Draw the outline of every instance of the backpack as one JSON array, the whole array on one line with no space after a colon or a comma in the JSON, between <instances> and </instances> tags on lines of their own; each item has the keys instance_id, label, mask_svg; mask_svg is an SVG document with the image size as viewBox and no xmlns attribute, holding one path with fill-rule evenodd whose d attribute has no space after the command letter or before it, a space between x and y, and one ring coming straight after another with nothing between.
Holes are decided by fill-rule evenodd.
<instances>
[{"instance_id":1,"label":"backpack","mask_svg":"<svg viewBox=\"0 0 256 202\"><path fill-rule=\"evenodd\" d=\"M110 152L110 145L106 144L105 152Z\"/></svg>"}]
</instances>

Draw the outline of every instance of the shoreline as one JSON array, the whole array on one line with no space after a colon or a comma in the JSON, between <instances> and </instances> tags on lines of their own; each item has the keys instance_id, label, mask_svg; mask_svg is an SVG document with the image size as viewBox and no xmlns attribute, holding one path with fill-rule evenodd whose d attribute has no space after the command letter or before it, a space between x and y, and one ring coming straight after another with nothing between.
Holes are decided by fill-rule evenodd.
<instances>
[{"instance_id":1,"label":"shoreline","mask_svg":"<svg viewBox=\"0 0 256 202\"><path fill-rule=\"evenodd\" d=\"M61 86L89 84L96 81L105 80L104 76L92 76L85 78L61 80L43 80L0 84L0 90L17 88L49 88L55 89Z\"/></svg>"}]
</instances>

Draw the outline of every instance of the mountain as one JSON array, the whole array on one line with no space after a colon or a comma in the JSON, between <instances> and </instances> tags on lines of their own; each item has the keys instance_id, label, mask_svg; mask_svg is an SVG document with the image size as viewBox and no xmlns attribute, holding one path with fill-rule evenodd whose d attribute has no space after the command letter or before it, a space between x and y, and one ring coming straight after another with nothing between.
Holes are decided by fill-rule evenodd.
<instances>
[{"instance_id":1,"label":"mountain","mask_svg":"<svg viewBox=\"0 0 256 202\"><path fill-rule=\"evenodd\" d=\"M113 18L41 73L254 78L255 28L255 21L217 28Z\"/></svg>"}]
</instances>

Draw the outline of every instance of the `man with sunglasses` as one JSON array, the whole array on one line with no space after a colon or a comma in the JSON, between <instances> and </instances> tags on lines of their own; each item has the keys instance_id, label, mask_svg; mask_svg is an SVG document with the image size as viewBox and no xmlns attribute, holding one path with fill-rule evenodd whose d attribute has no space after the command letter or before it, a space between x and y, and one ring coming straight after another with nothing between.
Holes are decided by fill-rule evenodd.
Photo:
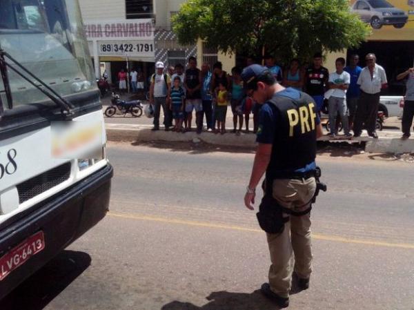
<instances>
[{"instance_id":1,"label":"man with sunglasses","mask_svg":"<svg viewBox=\"0 0 414 310\"><path fill-rule=\"evenodd\" d=\"M365 124L368 135L377 139L375 123L379 105L379 95L382 88L386 88L387 80L385 70L377 64L375 54L369 53L365 57L366 66L362 69L357 84L359 85L361 94L358 99L357 113L354 122L354 137L362 133Z\"/></svg>"},{"instance_id":2,"label":"man with sunglasses","mask_svg":"<svg viewBox=\"0 0 414 310\"><path fill-rule=\"evenodd\" d=\"M284 308L289 304L293 272L300 289L309 287L310 211L316 191L316 139L322 135L322 128L312 97L285 88L267 68L250 66L243 70L241 78L248 95L262 105L257 137L259 145L244 204L253 210L255 189L266 172L265 197L270 198L271 208L280 208L281 222L284 224L278 226L278 233L273 233L263 228L259 221L267 233L272 262L269 282L261 289Z\"/></svg>"}]
</instances>

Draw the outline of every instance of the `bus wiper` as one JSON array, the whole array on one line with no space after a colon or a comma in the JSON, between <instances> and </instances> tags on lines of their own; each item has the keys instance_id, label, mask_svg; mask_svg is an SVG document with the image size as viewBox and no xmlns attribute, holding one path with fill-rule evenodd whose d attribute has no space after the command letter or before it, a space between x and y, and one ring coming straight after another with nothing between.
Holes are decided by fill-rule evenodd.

--------------------------------------------------

__BRIEF__
List every line of the records that contains the word "mountain".

__RESULT OF THE TASK__
Draw the outline of every instance of the mountain as one JSON array, the whole array on one line with no space after a colon or a comma in the JSON, between <instances> and </instances> tags on lines of their own; each item has the keys instance_id, label, mask_svg; mask_svg is an SVG document with the image size as viewBox and no xmlns attribute, holding one path with fill-rule evenodd whose d attribute has no space after the command letter or before it, a space between x and y, and one ring coming straight after another with nothing between.
[{"instance_id":1,"label":"mountain","mask_svg":"<svg viewBox=\"0 0 256 202\"><path fill-rule=\"evenodd\" d=\"M113 18L41 73L254 78L255 28L255 21L217 28Z\"/></svg>"}]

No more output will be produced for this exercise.